— LIST OF TASKS —
**1)** From the thermo-acoustic generator patent below, reproduce the passage that begins at the words "11. The apparatus" and stops after "liquid state at room temperature and at room pressure.".
**2)** In the thermo-acoustic generator patent below, what do the first and second wall portions comprise, according to claim 10?
**3)** Check each statement against the thermo-acoustic generator patent below. Answer yes or no for each, and quote the words that decide it.
(a) Claim 8 names a heat exchanger as the means for drawing heat.
(b) The abstract says each transducer produces a DC voltage.
(c) Claim 11 says the third wall portion comprises conductive material.

— SOURCE EXTRACT —
------------------------------------------------

Converting dissipated heat to work energy using a thermo-acoustic generator
Abstract
An apparatus and method for converting waste heat from a low temperature heat source, such as an electrical component, to work energy and for efficiently transferring unconverted or remaining waste heat away from the heat source. The apparatus includes a chamber having a first location adapted to receive heat from the heat source, and a second location adapted to dissipate heat transferred via an acoustic wave in the chamber. The acoustic wave may be produced by a first vibration member coupled to an interior surface of the chamber and disposed at an end of the chamber, where the first vibration member is adapted to vibrate at a resonant frequency of the chamber. Alternatively, a first and a second vibration member that are both adapted to vibrate at the resonant frequency of the chamber may be disposed equidistant from opposing ends of the chamber to produce a standing acoustic wave within the chamber. Each vibration member is coupled to a respective transducer that senses a deformation of the respective vibration member and generates a proportional AC voltage which may be stored in an electrical storage for supply to an external load.
Claims
exact text as granted — not AI-modifiedWhat is claimed is:
1. A apparatus to produce electrical energy from heat, the apparatus comprising:
a chamber defining a closed system, the chamber having a first location adapted to receive heat, a second location adapted to dissipate heat, and an interior surface;
a fluid disposed within the chamber;
a first vibration member having a first end and a second end, with each end coupled to the interior surface of the chamber; and
a transducer operably coupled to the first vibration member.
2. The apparatus of claim 1 , wherein the chamber has a resonant length and a predetermined resonant frequency.
3. The apparatus of claim 1 , wherein the chamber has two opposing ends, and the first and second locations of the chamber are each adjacent to a respective one of the two opposing ends of the chamber.
4. The apparatus of claim 1 , wherein the first location of the chamber is adjacent to a heat source that is thermally connected to the chamber.
5. The apparatus of claim 4 , wherein the first location of the chamber has an area that is the same size as and is aligned with a surface of the heat source.
6. The apparatus of claim 1 further comprising a means for drawing the heat from the chamber.
7. The apparatus of claim 6 , wherein the means for drawing the heat from the chamber is adjacent to the second location of the chamber.
8. The apparatus of claim 7 , wherein the means for drawing heat is a heat exchanger.
9. The apparatus of claim 1 , wherein the chamber has a first wall portion associated with the first location, a second wall portion associated with the second location, and a third wall portion defined by the interior surface of the chamber exclusive of the first and second locations.
10. The apparatus of claim 9 , wherein the first and second wall portions comprise conductive material.
11. The apparatus of claim 9 , wherein the third wall portion comprises an insulation material.
12. The apparatus of claim 9 , wherein the third wall portion is substantially covered with an insulating material.
13. The apparatus of claim 1 , wherein the fluid is a gas that remains in a gaseous state at room temperature and at room pressure.
14. The apparatus of claim 1 , wherein the fluid is a liquid that remains in a liquid state at room temperature and at room pressure.
15. The apparatus of claim 1 , wherein the first vibration member is adapted to vibrate in response to an electrical potential applied to the first vibration member.

------------------------------------------------

— DATA ENTRIES —
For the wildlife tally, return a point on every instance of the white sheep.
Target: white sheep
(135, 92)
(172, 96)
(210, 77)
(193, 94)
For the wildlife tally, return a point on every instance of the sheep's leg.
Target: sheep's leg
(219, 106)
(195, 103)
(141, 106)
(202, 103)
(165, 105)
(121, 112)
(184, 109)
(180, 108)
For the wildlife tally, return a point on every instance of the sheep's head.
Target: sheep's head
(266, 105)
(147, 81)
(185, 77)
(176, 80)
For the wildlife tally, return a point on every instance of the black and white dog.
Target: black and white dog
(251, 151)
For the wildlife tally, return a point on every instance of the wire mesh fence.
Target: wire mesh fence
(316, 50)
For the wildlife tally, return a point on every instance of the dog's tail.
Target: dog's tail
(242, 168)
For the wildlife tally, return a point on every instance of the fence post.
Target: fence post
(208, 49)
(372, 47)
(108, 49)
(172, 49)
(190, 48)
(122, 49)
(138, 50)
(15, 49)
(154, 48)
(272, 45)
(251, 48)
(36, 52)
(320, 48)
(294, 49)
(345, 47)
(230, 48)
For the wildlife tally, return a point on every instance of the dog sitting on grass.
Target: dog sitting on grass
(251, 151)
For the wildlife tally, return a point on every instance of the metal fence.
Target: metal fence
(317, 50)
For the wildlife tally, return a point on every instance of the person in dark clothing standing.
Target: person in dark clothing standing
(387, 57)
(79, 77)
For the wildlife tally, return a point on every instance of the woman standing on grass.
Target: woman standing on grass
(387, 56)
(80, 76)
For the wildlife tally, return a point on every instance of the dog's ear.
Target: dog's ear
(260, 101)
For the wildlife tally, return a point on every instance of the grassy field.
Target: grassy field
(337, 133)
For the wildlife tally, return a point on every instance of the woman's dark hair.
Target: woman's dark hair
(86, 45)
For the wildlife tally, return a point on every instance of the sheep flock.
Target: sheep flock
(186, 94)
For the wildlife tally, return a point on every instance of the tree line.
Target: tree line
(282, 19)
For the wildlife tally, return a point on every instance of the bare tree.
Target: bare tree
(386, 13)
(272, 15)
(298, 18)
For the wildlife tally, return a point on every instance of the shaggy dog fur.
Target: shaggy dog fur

------------------------------------------------

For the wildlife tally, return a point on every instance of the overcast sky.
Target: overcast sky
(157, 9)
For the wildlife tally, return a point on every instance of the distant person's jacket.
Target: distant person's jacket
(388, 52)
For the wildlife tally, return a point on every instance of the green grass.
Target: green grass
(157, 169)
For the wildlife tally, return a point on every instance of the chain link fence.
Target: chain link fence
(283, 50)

------------------------------------------------

— SET OF ANSWERS —
**1)**
11. The apparatus of claim 9 , wherein the third wall portion comprises an insulation material.
12. The apparatus of claim 9 , wherein the third wall portion is substantially covered with an insulating material.
13. The apparatus of claim 1 , wherein the fluid is a gas that remains in a gaseous state at room temperature and at room pressure.
14. The apparatus of claim 1 , wherein the fluid is a liquid that remains in a liquid state at room temperature and at room pressure.

**2)** Conductive material.

**3)**
(a) Yes: "wherein the means for drawing heat is a heat exchanger."
(b) No: "generates a proportional AC voltage"
(c) No: "wherein the third wall portion comprises an insulation material."